(PASSAGE SHOWN)
.....

This year alone there have been three outbreaks of meningococcal disease on college campuses around the United States. In response to these outbreaks Rutgers University, Columbia University and San Diego State University, along with their respective municipal health departments, have recommended vaccination of at-risk populations.
But what is meningococcal disease? Why is dealing with it so important to college communities?
Meningococcal disease refers to any illness that is caused by a type of bacteria called Neisseria meningitides. There are several serogroups, including A, B, C, Y and W-135. The illnesses they cause are often severe and include infections in the lining of the brain and spinal cord (meningitis) and bloodstream infections. Up to 15 percent of people who contract it die, usually within 24 hours.
It is a vaccine-preventable disease.
Yet even though life-saving vaccines against this disease have been available for many years, most of this year’s college students are not vaccinated, leaving them vulnerable.

.....

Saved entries
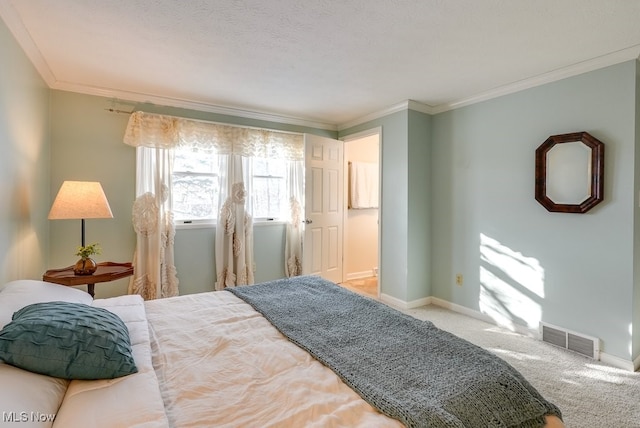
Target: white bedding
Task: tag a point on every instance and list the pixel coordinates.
(220, 363)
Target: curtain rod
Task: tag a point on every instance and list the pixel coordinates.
(113, 110)
(216, 123)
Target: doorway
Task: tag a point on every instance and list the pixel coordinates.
(361, 218)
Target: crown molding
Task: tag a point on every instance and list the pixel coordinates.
(401, 106)
(23, 37)
(627, 54)
(613, 58)
(192, 105)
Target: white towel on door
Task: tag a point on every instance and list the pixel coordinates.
(364, 185)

.....

(EXERCISE TASKS)
1. Repeat word for word everything in the passage on meningococcal disease from "But what is" down to "a vaccine-preventable disease.".
2. Carry on the passage on meningococcal disease from the point at which it stops.
These records have no connection to the passage on meningococcal disease.

(WRITTEN RESPONSES)
1.
But what is meningococcal disease? Why is dealing with it so important to college communities?
Meningococcal disease refers to any illness that is caused by a type of bacteria called Neisseria meningitides. There are several serogroups, including A, B, C, Y and W-135. The illnesses they cause are often severe and include infections in the lining of the brain and spinal cord (meningitis) and bloodstream infections. Up to 15 percent of people who contract it die, usually within 24 hours.
It is a vaccine-preventable disease.

2.
I know about this disease first-hand. I contracted it during my first few weeks of college and nearly lost my life. I spent two weeks in a coma and lost my hearing. I had to put off medical school for a year while I recovered.
Meningococcus bacteria are spread through the exchange of secretions like saliva, particularly where large groups of people gather together or live in close quarters. This makes college students one of the most at-risk groups, as was the case for me.
While many states have mandated vaccination against meningococcal ACWY for all incoming college and university freshman, at least 12 states do not require it, including our own state of Michigan. Vaccination against meningococcal B or MenB is still not required for most colleges. This needs to change.
College students interact with other students from out-of-state. We cannot afford a situation where divergent vaccination policies limit the effectiveness of vaccines in states where they are required. To optimize herd immunity, we need to mandate vaccination in all schools in all states.
While meningitis can be treated with antibiotics, quick medical attention is extremely important to save lives. Keeping up with the recommended vaccines is the best defense.
The first vaccine for preventing meningococcal disease was developed in 1912. By the 1970s, vaccines were available for four of the five serogroups that commonly cause the infection. But serogroup B remained elusive until 2013 when Bexsero, a Meningitis B vaccine produced by Novartis, was approved for use in Europe. In 2014, Trumenba, a serogroup B vaccine produced by Pfizer, was approved by the Food and Drug Administration. Bexsero was subsequently approved for use in the United States in 2015.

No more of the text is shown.